Rédigez la suite du texte sur la lumière solsticiale dans la basilique de Vézelay, en reprenant après sa dernière phrase.

── SOURCE

Avec Vézelay, cependant, l'architecture ne se contente pas d'une simple orientation de l'axe majeur allant du porche au chevet : la prise en compte des coordonnées cosmiques, de l'inscription du monument dans son espace-temps singulier débouche sur un dispositif beaucoup plus subtil, où la lumière matérielle vient exalter la nef en des endroits précis, à l'occasion des rendez-vous cruciaux de l'éphéméride : « A Vézelay, note Paul Gagnaire,* dans la basilique de la Madeleine, lors du solstice d'été, le Soleil, traversant les vitraux de la nef, côté Sud, projette, au milieu de l'allée centrale, un chapelet de dix grosses taches de lumière, circulaires, qui, telles des "pas chinois", tracent un chemin depuis le narthex jusqu'au chœur . »

────
── SEGMENT DE DONNÉES

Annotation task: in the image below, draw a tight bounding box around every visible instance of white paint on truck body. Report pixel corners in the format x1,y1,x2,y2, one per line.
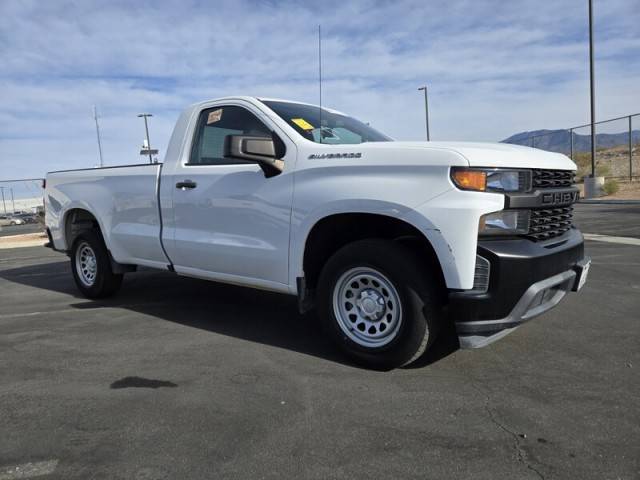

────

▶ _RÉPONSE ATTENDUE_:
A 14h27 le 23 juin 1976 dans la nef de la basilique de Vézelay, le Père Hugues Delautre o.f.m. a donné rendez-vous au soleil, à cet instant précis en culmination par rapport à la terre, pour qu'il lui manifeste le secret de l'édifice. Photographie de François Walch
C'est donc un véritable chemin de lumière que présente la Madeleine. Hugues Delautre, le père franciscain qui a le premier, semble-t-il, remis en évidence l'architecture cosmique de l'édifice, écrit qu'au solstice d'été, la fête de saint Jean-Baptiste marque le triomphe de la lumière, « selon les derniers versets du Cantique prononcé par Zacharie, le père du Précurseur, à l'occasion même de cette nativité :
« Et toi, petit enfant, tu précéderas le Seigneur pour donner à son peuple la connaissance du salut, oeuvre de la miséricordieuse tendresse de notre Dieu qui nous amènera d'en haut la visite du Soleil levant, afin d'illuminer ceux qui se tiennent dans les ténèbres et l'ombre de la mort, afin de guider nos pas dans le chemin de la paix. » (Luc 1, 76-79)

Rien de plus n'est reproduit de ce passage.